> **DIRECTIONS FOR THIS TASK**
Format every line of the entries below as a JSON list of strings, one string per line, with blank lines omitted.

> **DATA SUPPLIED**
╭──

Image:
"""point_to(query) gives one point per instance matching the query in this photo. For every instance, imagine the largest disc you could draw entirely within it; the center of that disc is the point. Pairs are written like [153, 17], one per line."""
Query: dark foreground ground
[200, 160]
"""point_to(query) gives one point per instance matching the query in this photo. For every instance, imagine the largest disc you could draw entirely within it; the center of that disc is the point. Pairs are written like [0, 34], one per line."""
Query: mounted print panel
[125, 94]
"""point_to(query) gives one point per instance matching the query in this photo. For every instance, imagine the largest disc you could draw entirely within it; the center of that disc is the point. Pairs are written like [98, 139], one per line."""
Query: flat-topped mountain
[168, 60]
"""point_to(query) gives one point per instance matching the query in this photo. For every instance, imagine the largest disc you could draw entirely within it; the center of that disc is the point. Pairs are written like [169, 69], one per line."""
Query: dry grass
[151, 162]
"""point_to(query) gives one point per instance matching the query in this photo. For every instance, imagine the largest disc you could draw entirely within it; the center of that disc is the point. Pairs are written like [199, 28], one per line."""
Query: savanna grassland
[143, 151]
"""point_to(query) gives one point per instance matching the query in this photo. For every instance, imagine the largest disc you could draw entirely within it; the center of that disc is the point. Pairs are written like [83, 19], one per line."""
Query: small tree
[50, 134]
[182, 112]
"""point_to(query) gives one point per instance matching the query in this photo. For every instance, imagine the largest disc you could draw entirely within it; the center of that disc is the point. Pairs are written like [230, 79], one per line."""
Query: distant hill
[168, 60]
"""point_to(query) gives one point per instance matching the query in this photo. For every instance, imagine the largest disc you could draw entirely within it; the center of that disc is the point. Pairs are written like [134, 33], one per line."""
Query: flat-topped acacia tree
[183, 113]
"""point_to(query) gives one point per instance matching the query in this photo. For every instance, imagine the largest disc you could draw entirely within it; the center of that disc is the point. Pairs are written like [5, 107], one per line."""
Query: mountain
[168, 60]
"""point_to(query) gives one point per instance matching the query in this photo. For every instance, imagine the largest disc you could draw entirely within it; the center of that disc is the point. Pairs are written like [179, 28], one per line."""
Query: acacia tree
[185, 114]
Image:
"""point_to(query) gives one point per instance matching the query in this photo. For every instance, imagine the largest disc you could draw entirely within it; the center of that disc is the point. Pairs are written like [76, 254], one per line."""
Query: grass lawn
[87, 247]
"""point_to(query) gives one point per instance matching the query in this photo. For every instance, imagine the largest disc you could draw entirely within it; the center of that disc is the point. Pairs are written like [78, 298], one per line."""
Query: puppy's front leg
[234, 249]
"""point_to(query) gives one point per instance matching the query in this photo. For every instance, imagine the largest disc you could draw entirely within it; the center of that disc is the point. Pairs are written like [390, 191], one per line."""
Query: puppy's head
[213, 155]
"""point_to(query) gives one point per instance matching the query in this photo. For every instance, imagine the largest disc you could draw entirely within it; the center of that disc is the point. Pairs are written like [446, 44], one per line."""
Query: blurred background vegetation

╰──

> **TASK ANSWER**
[
  "Image:",
  "\"\"\"point_to(query) gives one point per instance matching the query in this photo. For every instance, imagine the largest disc you could draw entirely within it; the center of that disc is the point. Pairs are written like [153, 17], one per line.\"\"\"",
  "Query: dark foreground ground",
  "[200, 160]",
  "\"\"\"point_to(query) gives one point per instance matching the query in this photo. For every instance, imagine the largest disc you could draw entirely within it; the center of that disc is the point. Pairs are written like [0, 34], one per line.\"\"\"",
  "Query: mounted print panel",
  "[125, 94]",
  "\"\"\"point_to(query) gives one point per instance matching the query in this photo. For every instance, imagine the largest disc you could draw entirely within it; the center of that disc is the point. Pairs are written like [98, 139], one per line.\"\"\"",
  "Query: flat-topped mountain",
  "[168, 60]",
  "\"\"\"point_to(query) gives one point per instance matching the query in this photo. For every instance, imagine the largest disc you could draw entirely within it; the center of that disc is the point. Pairs are written like [169, 69], one per line.\"\"\"",
  "Query: dry grass",
  "[151, 162]",
  "\"\"\"point_to(query) gives one point per instance matching the query in this photo. For every instance, imagine the largest disc you could draw entirely within it; the center of that disc is the point. Pairs are written like [199, 28], one per line.\"\"\"",
  "Query: savanna grassland",
  "[143, 151]",
  "\"\"\"point_to(query) gives one point per instance matching the query in this photo. For every instance, imagine the largest disc you could draw entirely within it; the center of that disc is the point. Pairs are written like [83, 19], one per line.\"\"\"",
  "Query: small tree",
  "[50, 134]",
  "[182, 112]",
  "\"\"\"point_to(query) gives one point per instance matching the query in this photo. For every instance, imagine the largest disc you could draw entirely within it; the center of that disc is the point. Pairs are written like [230, 79], one per line.\"\"\"",
  "Query: distant hill",
  "[168, 60]",
  "\"\"\"point_to(query) gives one point per instance matching the query in this photo. For every instance, imagine the largest disc you could draw entirely within it; the center of that disc is the point. Pairs are written like [134, 33], one per line.\"\"\"",
  "Query: flat-topped acacia tree",
  "[183, 113]",
  "\"\"\"point_to(query) gives one point per instance matching the query in this photo. For every instance, imagine the largest disc you could draw entirely within it; the center of that disc is the point. Pairs are written like [5, 107], one per line.\"\"\"",
  "Query: mountain",
  "[168, 60]",
  "\"\"\"point_to(query) gives one point per instance matching the query in this photo. For every instance, imagine the largest disc you could draw entirely within it; the center of that disc is the point. Pairs are written like [179, 28], one per line.\"\"\"",
  "Query: acacia tree",
  "[185, 114]",
  "Image:",
  "\"\"\"point_to(query) gives one point per instance matching the query in this photo. For every instance, imagine the largest disc you could draw entirely within it; the center of that disc is the point. Pairs are written like [76, 254], one per line.\"\"\"",
  "Query: grass lawn",
  "[87, 247]",
  "\"\"\"point_to(query) gives one point per instance matching the query in this photo. For every instance, imagine the largest disc you could draw entirely within it; the center of that disc is the point. Pairs are written like [78, 298], one per line.\"\"\"",
  "Query: puppy's front leg",
  "[234, 249]",
  "\"\"\"point_to(query) gives one point per instance matching the query in this photo. For every instance, imagine the largest disc you could draw entirely within it; the center of that disc is the point. Pairs are written like [390, 191], one per line.\"\"\"",
  "Query: puppy's head",
  "[213, 155]",
  "\"\"\"point_to(query) gives one point per instance matching the query in this photo. For every instance, imagine the largest disc you could draw entirely within it; the center of that disc is the point. Pairs are written like [446, 44], one per line.\"\"\"",
  "Query: blurred background vegetation"
]